_Provided text:_
________

Selected Writings by Dharmeratnam Sivaram (Taraki)

 

Ten years after the Indo-Lanka Accord: not even the 'kovanam'

27 July 1997 [also in PDF]


The Indo-Lanka Accord was signed ten years ago. Ostensibly the treaty (that's what it was and is) was meant to provide the Tamils in the northeast a constitutional basis for realising "their legitimate political aspirations" - as Rajiv Gandhi would have it in his hey days. But in reality it brought Sri Lanka quite firmly into the sphere of India's strategic and economic interests. These are of course well witnessed and well documented matters.

The continuing relevance of the Accord is that, by the virtue of the fact that it is technically a treaty, it keeps New Delhi an inevitable and ultimate factor in any settlement to the ethnic conflict in Sri Lanka.

Here, we have to keep in mind that the Accord is a very unique treaty in that it grants to one country the legal right to decide the political future of a section of another country's people.

Today the provincial council system which was the direct result of the Accord functions in every province of the country except the northeast for the people of which it was meant in the first place.

The Accord is a treaty. And as such India expended vast resources to sign and secure it. The thirteenth amendment to the 1978 constitution is the anchor and very basis of the treaty's legal status. Indian bureaucrats have not, in the past, refuted the conclusion which follows from this - that the repeal of the thirteenth amendment would, in a fundamental way, equal the unilateral abrogation of the treaty.

Today Delhi may strive, through subtle diplomatic propagandising, to make the PA and its Tamil cronies believe that it fully backs the government's devolution package.

This position would be acceptable as bona fides if Delhi can tell its friends here how it would view the legal status and geopolitical relevance of the Indo - Lanka treaty sans its constitutional anchor - the thirteenth amendment.

The ex Tamil militant groups in Colombo who keep harping on the thirteenth amendment may be doing so with this particular implication of the treaty in mind. All the non LTTE Tamil militant groups which had engaged in an armed struggle for the separate state of Thamil Eelam (or Eelam in the case of EROS and EPRLF) decided to give up their secessionist cause and join the democratic mainstream of the Sri Lankan polity in 1987 as a direct result of the Accord. If not they would have died a slow death in exile.

The armed Tamil groups which became political parties in the Sri Lankan electoral system were able to do so only by convincing some of their important members and hard-core supporters that an acceptable alternative to a separate state could be secured through the good offices and backing of the Indian government. Ten years have gone by and they have nothing to show the Tamil people.

"What the Indo-Lanka Accord gave us was a meagre loin cloth to cover our nakedness.

Today we find that even this Kovanam (amude) has been snatched from us," said the leader of a Tamil party which gave up its armed struggle after the accord.

In this connection one must say that something that is fundamentally important to Tamil politics is not taken note of in most current assessments of the situation in the northeast.

It is the plain fact that the LTTE continues to enjoy a considerable degree of support among the Tamils which at the bottom is directly connected to the perception that nothing has been achieved by the mainstream Tamil political parties through peaceful means.

Those who object to this general perception among the Tamils in the war torn areas, however, argue that this does not justify the LTTE's position politically because nothing has been secured all these years through the war.

The objectors, needless to say, are very much in the minority.

________

_Information provided:_

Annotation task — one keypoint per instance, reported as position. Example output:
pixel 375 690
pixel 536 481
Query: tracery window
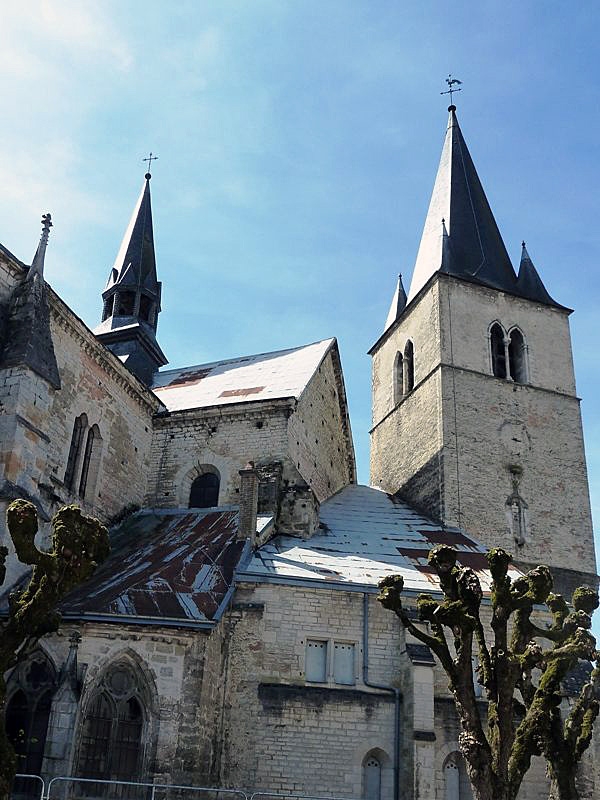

________

_Directions:_
Reproduce word for word the part of the Indo-Lanka Accord essay from "In this connection" to "in the minority.". The listing above comes from a separate source and is not part of the Indo-Lanka Accord essay.

_Output for this exercise:_
In this connection one must say that something that is fundamentally important to Tamil politics is not taken note of in most current assessments of the situation in the northeast.

It is the plain fact that the LTTE continues to enjoy a considerable degree of support among the Tamils which at the bottom is directly connected to the perception that nothing has been achieved by the mainstream Tamil political parties through peaceful means.

Those who object to this general perception among the Tamils in the war torn areas, however, argue that this does not justify the LTTE's position politically because nothing has been secured all these years through the war.

The objectors, needless to say, are very much in the minority.